Questa la loro mappa caratteriale:
Docilità+++++
Socievolezza+++++
Temperamento+++
Curiosità++++
Vigilanza+++
Tempra+++
Coraggio+++++
Aggressività+++
Possessività++++
Combattività+++++
Un molossoide da difesa è appena un brachicefalo con cranio leggermente convesso sulla parte anteriore e abbastanza piatto in quella superiore. Il muso è corto con branche mandibolari larghe e mandibola che sopravanza la mascella (prognatismo). La costruzione è molto compatta e scattante, mesomorfa.
Sia da guardia che da difesa, i Cani Còrsi sono molossoidi la cui evoluzione si è fermata allo stadio dell’adolescenza. Conservano, quindi, molto marcati i segni infantili per tutta la loro vita. Le due mappe caratteriali, comunque, sono abbastanza differenziate e di questa circostanza dovranno tenere conto i selezionatori. Non esiste, infatti, né può esistere un cane universale capace di essere, nel contempo, guardiano e difensore, giacché nelle due specializzazioni sono presenti comporamenti di diverso livello.

• ESERCIZI:
**A.** Nella mappa caratteriale del brano sul Cane Corso, elenca tutte le caratteristiche segnate con cinque segni "+".
**B.** Riproduci fedelmente la parte del brano sul Cane Corso che si apre con le parole contenenti "Sia da guardia" e si chiude con "di diverso livello.".
Le voci riportate di seguito provengono da un'altra fonte.

Voci di dati memorizzati:

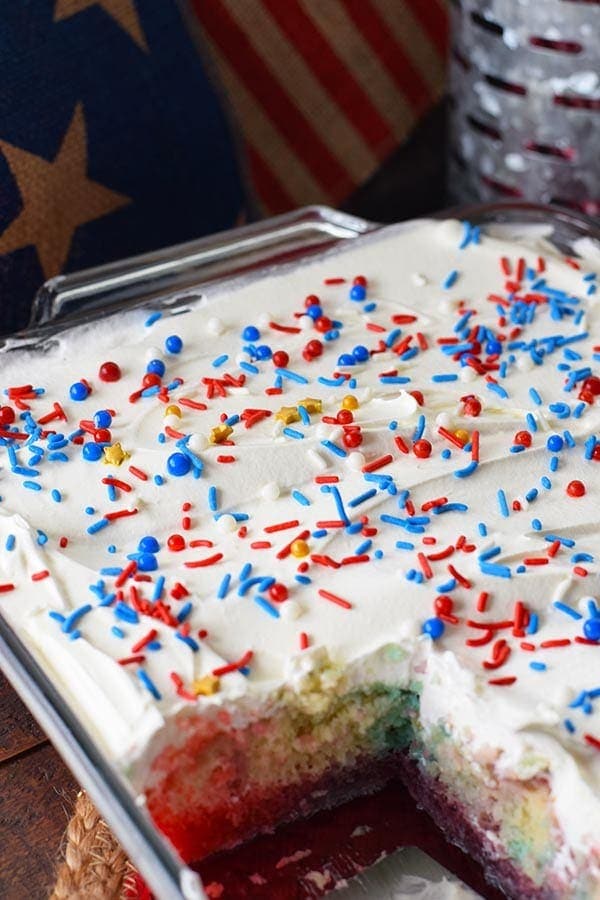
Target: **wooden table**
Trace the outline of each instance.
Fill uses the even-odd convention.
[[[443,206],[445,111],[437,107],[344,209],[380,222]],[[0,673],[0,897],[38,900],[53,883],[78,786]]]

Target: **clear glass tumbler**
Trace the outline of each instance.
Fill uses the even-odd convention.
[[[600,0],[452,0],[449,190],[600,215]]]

==

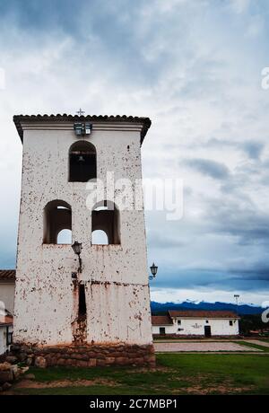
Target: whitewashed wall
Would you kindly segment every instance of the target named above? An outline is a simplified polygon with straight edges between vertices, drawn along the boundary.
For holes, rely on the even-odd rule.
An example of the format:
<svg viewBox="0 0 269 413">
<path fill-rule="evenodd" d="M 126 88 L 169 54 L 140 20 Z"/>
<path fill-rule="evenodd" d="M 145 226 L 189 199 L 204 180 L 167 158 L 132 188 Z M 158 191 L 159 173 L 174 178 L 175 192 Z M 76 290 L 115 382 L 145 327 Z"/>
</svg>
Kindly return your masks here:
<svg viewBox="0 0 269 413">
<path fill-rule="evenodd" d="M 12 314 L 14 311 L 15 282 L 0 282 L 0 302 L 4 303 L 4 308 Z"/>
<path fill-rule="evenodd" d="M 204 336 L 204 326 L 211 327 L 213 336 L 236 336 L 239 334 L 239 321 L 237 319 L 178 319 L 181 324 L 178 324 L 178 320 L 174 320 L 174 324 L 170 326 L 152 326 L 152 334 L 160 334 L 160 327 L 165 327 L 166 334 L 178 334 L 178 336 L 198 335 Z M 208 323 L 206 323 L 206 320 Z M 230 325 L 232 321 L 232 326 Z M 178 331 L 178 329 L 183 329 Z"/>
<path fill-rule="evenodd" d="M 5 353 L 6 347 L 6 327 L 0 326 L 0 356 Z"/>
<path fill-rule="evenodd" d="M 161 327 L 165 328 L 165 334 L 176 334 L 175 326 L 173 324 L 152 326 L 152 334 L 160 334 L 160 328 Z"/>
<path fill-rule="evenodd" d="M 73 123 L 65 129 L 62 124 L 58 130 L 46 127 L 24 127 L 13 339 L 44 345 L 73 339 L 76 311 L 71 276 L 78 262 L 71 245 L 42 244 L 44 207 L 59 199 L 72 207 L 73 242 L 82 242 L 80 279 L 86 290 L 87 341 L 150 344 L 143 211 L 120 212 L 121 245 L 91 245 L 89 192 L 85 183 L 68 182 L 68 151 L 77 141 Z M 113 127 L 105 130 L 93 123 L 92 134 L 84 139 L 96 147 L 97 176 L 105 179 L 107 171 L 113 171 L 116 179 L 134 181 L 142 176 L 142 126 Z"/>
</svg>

• RISPOSTE:
**A.** Docilità, Socievolezza, Coraggio, Combattività

**B.**
Sia da guardia che da difesa, i Cani Còrsi sono molossoidi la cui evoluzione si è fermata allo stadio dell’adolescenza. Conservano, quindi, molto marcati i segni infantili per tutta la loro vita. Le due mappe caratteriali, comunque, sono abbastanza differenziate e di questa circostanza dovranno tenere conto i selezionatori. Non esiste, infatti, né può esistere un cane universale capace di essere, nel contempo, guardiano e difensore, giacché nelle due specializzazioni sono presenti comporamenti di diverso livello.